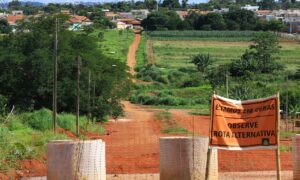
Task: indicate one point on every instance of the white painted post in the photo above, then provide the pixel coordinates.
(184, 158)
(76, 160)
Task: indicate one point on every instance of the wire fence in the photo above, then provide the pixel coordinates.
(156, 144)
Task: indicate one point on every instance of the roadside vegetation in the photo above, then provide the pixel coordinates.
(186, 73)
(26, 83)
(25, 135)
(170, 125)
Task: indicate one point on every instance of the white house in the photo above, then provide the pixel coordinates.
(250, 8)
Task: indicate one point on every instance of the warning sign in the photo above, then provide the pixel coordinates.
(244, 124)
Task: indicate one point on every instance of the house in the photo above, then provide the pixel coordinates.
(182, 14)
(140, 13)
(13, 19)
(221, 11)
(127, 15)
(197, 11)
(78, 22)
(15, 13)
(136, 25)
(68, 12)
(250, 8)
(122, 25)
(111, 15)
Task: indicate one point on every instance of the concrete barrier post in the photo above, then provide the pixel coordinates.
(184, 158)
(76, 160)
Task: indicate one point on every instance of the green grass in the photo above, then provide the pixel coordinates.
(178, 54)
(202, 35)
(115, 45)
(25, 135)
(169, 125)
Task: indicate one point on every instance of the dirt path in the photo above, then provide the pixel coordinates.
(131, 60)
(132, 141)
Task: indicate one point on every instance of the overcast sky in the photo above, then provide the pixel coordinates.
(72, 1)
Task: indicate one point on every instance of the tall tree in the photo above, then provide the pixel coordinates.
(14, 5)
(4, 27)
(184, 3)
(151, 4)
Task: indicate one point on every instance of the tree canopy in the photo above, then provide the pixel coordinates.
(27, 70)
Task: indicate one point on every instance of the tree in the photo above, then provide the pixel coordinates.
(267, 4)
(265, 47)
(5, 28)
(162, 20)
(202, 61)
(14, 5)
(171, 4)
(26, 75)
(151, 4)
(184, 3)
(100, 21)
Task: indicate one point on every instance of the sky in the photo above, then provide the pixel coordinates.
(72, 1)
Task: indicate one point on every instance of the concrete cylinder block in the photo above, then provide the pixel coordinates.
(79, 160)
(184, 158)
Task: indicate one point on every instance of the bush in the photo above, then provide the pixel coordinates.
(67, 122)
(39, 120)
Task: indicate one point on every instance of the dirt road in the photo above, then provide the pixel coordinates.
(132, 141)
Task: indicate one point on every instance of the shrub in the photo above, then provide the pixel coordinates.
(67, 122)
(39, 120)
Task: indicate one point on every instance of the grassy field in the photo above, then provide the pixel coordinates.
(203, 35)
(25, 135)
(175, 82)
(115, 44)
(175, 54)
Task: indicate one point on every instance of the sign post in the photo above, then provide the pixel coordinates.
(245, 125)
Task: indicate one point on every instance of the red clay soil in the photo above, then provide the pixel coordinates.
(67, 133)
(31, 168)
(132, 142)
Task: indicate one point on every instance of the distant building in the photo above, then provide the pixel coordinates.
(13, 19)
(128, 24)
(127, 15)
(78, 22)
(221, 11)
(16, 13)
(111, 15)
(250, 8)
(122, 25)
(68, 12)
(140, 13)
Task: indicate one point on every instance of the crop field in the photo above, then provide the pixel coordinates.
(177, 83)
(203, 35)
(175, 54)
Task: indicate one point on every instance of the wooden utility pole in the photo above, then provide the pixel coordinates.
(78, 94)
(89, 97)
(287, 104)
(55, 69)
(277, 151)
(227, 94)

## [Aim]
Update the records above by replacing "indicate" with "mark" and keeping every other word the same. Leave the pictures out.

## [Problem solution]
Task: mark one point on every instance of the white painted post in the photo above, then provide the pixel coordinates.
(184, 158)
(76, 160)
Task: mark one point on every instance of the wire fence in the photo above, then provide the pixel coordinates.
(156, 144)
Task: mark one point on every instance of the roadside vegetation in the photo above, then provide the pixel coordinates.
(186, 73)
(26, 83)
(25, 135)
(170, 125)
Task: mark one point on every instance of the white house in the photo above, then provide the pixel coordinates.
(250, 8)
Task: mark one point on every instance of the warning sign in the photo above, then provide the pixel coordinates.
(244, 124)
Task: mark one point on every instance of the house in the photo above, then provide the pixel coordinates.
(182, 14)
(140, 13)
(13, 19)
(221, 11)
(127, 15)
(197, 11)
(78, 22)
(15, 13)
(136, 25)
(68, 12)
(250, 8)
(122, 25)
(111, 15)
Task: mark one point on every instance of the concrete barrier post in the photo above, then provide the pixel coordinates.
(184, 158)
(76, 160)
Task: mark one point on every instance of the green grass in the photo above, then provide the pixel coordinates.
(178, 54)
(202, 35)
(115, 45)
(25, 135)
(169, 125)
Task: mark one point on every instance of the dirt path in the photo above, then provide the pixel coordinates.
(131, 60)
(132, 141)
Task: mark one point on every instance of the overcast sky in the photo above, then provide the pixel coordinates.
(72, 1)
Task: mark one point on every instance of the tall tree in the photo above, then provide the pixel coordinates.
(14, 5)
(4, 27)
(184, 3)
(151, 4)
Task: mark one point on every instance of the tree canopy in the photo above, then provide the pixel coordinates.
(27, 70)
Task: mark one point on every instance of the tree in the photo above, then provide the pixel coordinates.
(267, 4)
(265, 47)
(5, 28)
(162, 20)
(202, 61)
(14, 5)
(171, 4)
(26, 75)
(151, 4)
(184, 3)
(100, 21)
Task: mark one point on every instance of the sky in the photo above, then provide the pixel coordinates.
(72, 1)
Task: mark one point on every instance of the concrete cylinder block in the photo above, then provide the pixel coordinates.
(79, 160)
(184, 158)
Task: mark one point on every instance of the bush in the photo above, then provide the pixel coordinates.
(67, 122)
(39, 120)
Task: mark one point on every instance of the dirt road in the photo above, then provide the pixel coordinates.
(132, 141)
Task: mark one point on every instance of the shrub in the photo above, then provide the pixel coordinates.
(67, 122)
(39, 120)
Task: mark one point on every instance of the grassy field in the photo above, then provide the pixel coordinates.
(203, 35)
(25, 135)
(175, 82)
(115, 44)
(175, 54)
Task: mark one point on every instance of the sign post in the photo above, then provide the pixel coordinates.
(245, 125)
Task: mark one point on every instance of the red clay soil in the photo above, then provide the pixel coordinates.
(67, 133)
(31, 168)
(132, 142)
Task: mark one point on every instance of the distant building in the photo above, then provide the pixel coordinates.
(13, 19)
(128, 24)
(127, 15)
(78, 22)
(221, 11)
(16, 13)
(111, 15)
(250, 8)
(122, 25)
(68, 12)
(140, 13)
Task: mark one point on every instance of the crop field in the photo above, then provide the pixel coordinates.
(177, 83)
(203, 35)
(175, 54)
Task: mark one point on every instance of the wooden utility pole in the photo above, then provide the pixel coordinates.
(78, 94)
(89, 97)
(287, 104)
(55, 69)
(277, 151)
(227, 94)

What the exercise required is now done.